▶ WHAT YOU HAVE TO DO
Print the entire listing below verbatim, reproducing every line with its wording, numbers, and punctuation unchanged.

▶ DATASET ENTRIES
----

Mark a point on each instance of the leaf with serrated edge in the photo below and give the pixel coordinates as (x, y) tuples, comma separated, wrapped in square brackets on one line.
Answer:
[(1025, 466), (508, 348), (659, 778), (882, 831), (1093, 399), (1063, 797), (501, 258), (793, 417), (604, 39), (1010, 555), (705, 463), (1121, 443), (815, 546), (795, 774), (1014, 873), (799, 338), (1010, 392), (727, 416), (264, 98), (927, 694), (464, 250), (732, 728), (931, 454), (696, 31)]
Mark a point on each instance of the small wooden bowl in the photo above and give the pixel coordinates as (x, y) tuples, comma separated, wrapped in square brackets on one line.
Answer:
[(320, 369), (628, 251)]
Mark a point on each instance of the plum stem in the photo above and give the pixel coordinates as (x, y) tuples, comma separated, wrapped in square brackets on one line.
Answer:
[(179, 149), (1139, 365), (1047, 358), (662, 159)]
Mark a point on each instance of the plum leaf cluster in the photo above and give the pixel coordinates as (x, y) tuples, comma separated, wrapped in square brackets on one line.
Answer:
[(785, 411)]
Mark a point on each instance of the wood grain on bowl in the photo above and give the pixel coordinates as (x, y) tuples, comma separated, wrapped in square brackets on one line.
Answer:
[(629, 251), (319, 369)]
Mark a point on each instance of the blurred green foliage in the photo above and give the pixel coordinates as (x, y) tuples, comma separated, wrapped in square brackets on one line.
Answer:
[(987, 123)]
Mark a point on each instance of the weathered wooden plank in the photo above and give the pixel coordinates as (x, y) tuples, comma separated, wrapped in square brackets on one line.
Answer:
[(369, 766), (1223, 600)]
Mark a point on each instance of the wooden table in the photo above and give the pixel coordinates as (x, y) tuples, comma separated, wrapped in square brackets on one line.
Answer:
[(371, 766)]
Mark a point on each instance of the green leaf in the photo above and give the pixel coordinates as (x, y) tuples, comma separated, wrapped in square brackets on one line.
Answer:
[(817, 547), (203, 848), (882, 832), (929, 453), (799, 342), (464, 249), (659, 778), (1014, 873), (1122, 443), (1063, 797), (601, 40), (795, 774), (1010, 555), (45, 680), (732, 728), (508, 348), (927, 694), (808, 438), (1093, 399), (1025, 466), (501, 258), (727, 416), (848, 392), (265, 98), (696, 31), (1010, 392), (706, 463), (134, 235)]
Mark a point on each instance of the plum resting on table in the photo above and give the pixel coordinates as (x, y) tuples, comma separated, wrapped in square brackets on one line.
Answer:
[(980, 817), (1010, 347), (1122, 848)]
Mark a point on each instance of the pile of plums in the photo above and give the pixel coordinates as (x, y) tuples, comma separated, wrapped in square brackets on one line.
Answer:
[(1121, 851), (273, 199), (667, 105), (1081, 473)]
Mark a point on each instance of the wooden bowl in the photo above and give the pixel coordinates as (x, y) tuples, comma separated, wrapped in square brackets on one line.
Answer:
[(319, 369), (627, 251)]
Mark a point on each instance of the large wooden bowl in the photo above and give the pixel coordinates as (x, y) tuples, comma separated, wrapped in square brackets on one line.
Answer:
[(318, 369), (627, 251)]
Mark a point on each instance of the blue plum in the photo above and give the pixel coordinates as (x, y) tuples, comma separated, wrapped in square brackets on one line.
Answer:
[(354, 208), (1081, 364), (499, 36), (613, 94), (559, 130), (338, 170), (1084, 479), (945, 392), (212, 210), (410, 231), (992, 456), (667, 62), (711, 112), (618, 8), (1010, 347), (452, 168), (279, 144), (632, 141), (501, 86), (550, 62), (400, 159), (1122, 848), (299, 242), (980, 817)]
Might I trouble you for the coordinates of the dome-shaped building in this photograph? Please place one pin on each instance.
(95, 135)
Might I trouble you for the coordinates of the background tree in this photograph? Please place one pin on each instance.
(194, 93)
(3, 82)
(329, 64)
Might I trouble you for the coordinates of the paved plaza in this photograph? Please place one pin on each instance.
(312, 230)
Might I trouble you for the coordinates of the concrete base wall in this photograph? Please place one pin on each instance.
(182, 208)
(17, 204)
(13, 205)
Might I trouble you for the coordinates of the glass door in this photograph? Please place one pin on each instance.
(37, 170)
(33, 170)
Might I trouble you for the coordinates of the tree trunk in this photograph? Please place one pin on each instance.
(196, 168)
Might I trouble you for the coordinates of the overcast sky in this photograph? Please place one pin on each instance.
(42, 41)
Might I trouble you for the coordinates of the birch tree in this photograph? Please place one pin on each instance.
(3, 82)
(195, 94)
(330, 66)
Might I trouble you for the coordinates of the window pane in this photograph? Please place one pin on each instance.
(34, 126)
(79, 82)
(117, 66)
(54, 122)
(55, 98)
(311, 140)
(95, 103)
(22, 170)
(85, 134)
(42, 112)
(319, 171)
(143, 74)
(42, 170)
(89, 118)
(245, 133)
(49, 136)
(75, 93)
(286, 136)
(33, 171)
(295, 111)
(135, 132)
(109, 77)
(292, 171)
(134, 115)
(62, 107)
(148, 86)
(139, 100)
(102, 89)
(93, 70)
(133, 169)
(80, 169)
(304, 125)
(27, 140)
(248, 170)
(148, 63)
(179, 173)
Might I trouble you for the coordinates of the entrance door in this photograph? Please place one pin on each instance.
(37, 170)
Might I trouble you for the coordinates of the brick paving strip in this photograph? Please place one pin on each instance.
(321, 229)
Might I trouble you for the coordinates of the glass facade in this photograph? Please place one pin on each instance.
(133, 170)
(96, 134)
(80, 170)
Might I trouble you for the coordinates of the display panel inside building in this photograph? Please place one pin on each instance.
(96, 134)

----

▶ SOLUTION BELOW
Mark a point on each instance of the leaf with serrated edge in the photo below and give the pixel coordinates as (x, y) tuples, comma separated, wrapped in square brackets on one line.
Answer:
[(1025, 466), (508, 348), (659, 778), (882, 831), (1093, 399), (1063, 797), (501, 258), (793, 417), (604, 39), (1010, 555), (705, 463), (1121, 443), (815, 546), (795, 774), (1014, 873), (799, 338), (1010, 392), (727, 416), (264, 98), (927, 694), (464, 250), (732, 728), (931, 454), (696, 31)]
Mark a point on each instance of the small wooden bowl in the photo above and give the pixel coordinates as (x, y) tuples, comma separated, wrapped in square brackets on one line.
Answer:
[(320, 369), (628, 251)]
Mark a point on each instance of the plum stem in the photo above and give the pixel coordinates as (x, y) tuples, comma separated, wrapped in square brackets on one line.
Answer:
[(179, 149), (1139, 365), (1047, 358), (662, 159)]
Mark a point on each instance of the plum leaf cluster in the photo above and give the pixel coordinates as (x, y) tuples, comma separated, wrapped in square brackets on one line.
Answer:
[(785, 411)]
Mark a point on each instance of the wood grain on bowl in the photo above and give the pixel coordinates as (x, y) tuples, comma separated, wrapped in square brackets on one line.
Answer:
[(629, 251), (319, 369)]
Mark a point on each instance of the blurred green foliage in the photo above and give the pixel coordinates as (x, y) tuples, comma separated, wrapped in square brackets on one line.
Answer:
[(987, 123)]
Mark a point on each instance of the weathered wooden plank in the photo above and give the pixel coordinates as (x, y) tuples, comma separated, wrapped in square brackets on one line.
Answer:
[(369, 766), (1223, 600)]
Mark a point on each instance of the wooden table in the photo above and give the pixel coordinates as (x, y) tuples, comma separated, wrapped in square brackets on one line.
Answer:
[(371, 766)]
Mark a point on each instance of the green leaf in the photo above and give the pixel coordinates as (x, y) tuples, comma separated, wrapped in square brackets on one line.
Answer:
[(817, 547), (203, 848), (882, 832), (929, 453), (799, 342), (464, 249), (659, 778), (1014, 873), (1122, 443), (1063, 797), (601, 40), (795, 774), (1010, 555), (45, 680), (732, 728), (508, 348), (927, 694), (808, 438), (1093, 399), (1025, 466), (501, 258), (727, 416), (848, 392), (265, 98), (696, 31), (1010, 392), (706, 463), (134, 235)]
Mark a point on each instance of the plum resting on table in the photo above and give the pixel coordinates as (x, y) tuples, comma separated, wrapped in square brackets on one line.
Answer:
[(980, 817), (1010, 347), (1122, 848)]
Mark a point on each instance of the pile of plums in the photo above and give the pixel coordinates as (x, y) tuples, comma separated, wrapped in square brackets on one line.
Answer:
[(1121, 851), (273, 199), (667, 105), (1081, 473)]
Mark a point on each instance of the wooden bowl in the photo above and give the pixel coordinates as (x, y) tuples, comma separated, wrapped in square brackets on one line.
Answer:
[(319, 369), (627, 251)]
Mark a point on each instance of the large wooden bowl in the photo above and give the pixel coordinates as (x, y) tuples, comma separated, wrapped in square brackets on one line.
Answer:
[(318, 369), (627, 251)]
Mark a point on each instance of the blue plum in the photo above and give the pixel coordinates as (x, y) tuples, comma separated, wrapped in square brackets on one line.
Answer:
[(354, 208), (1081, 364), (499, 36), (613, 94), (559, 130), (338, 170), (1084, 479), (945, 392), (212, 210), (410, 231), (992, 456), (667, 62), (711, 112), (618, 8), (1010, 347), (452, 168), (279, 144), (632, 141), (501, 86), (550, 62), (400, 159), (1122, 848), (299, 242), (980, 817)]
Might I trouble you for the coordinates of the dome-shaped building in this photograph? Please place one pin on each instance.
(95, 135)
Might I trouble you for the coordinates of the background tree in this photograph? Please place one pin on each instance.
(194, 93)
(3, 82)
(329, 64)
Might I trouble you for the coordinates of the paved plaza in this photograph? Please place one pin on each instance.
(312, 230)
Might I trouble you for the coordinates of the concrete base wall in this photograph? Please place one pin on each instance.
(182, 208)
(17, 204)
(13, 205)
Might I trouble you for the coordinates of the glass door in this photograph? Please place one pin on each instance.
(37, 170)
(33, 170)
Might I trouble you for the coordinates of the tree trunk in this photograph? Please place one pin on each instance.
(196, 168)
Might I trouble you for the coordinates of the overcast sky in this photograph? Please place one pin on each instance.
(42, 41)
Might I trouble you for the coordinates of the birch tree in this photograph? Please place one pin on each instance.
(3, 82)
(195, 94)
(330, 66)
Might I trouble you for the coordinates of the window pane in this photograph? Please place one pin on each instance.
(34, 126)
(79, 82)
(117, 66)
(54, 122)
(55, 98)
(311, 140)
(95, 103)
(22, 170)
(85, 134)
(42, 112)
(319, 171)
(143, 74)
(42, 170)
(89, 118)
(245, 133)
(49, 136)
(75, 93)
(286, 136)
(33, 171)
(295, 111)
(135, 132)
(109, 77)
(292, 171)
(134, 115)
(62, 107)
(148, 86)
(139, 100)
(102, 89)
(93, 70)
(133, 169)
(80, 169)
(304, 125)
(27, 140)
(248, 170)
(148, 63)
(179, 173)
Might I trouble you for the coordinates of the entrance door in this photograph? Please place one pin on each instance.
(37, 170)
Might I trouble you for the coordinates of the brick paving strip in this photograph? Please place one pin on each instance.
(321, 229)
Might I trouble you for the coordinates of the glass facade in this photograph? Please place one pin on each instance.
(133, 170)
(96, 134)
(80, 170)
Might I trouble you for the coordinates of the display panel inside building in this photograph? Please place one pin on each instance.
(96, 134)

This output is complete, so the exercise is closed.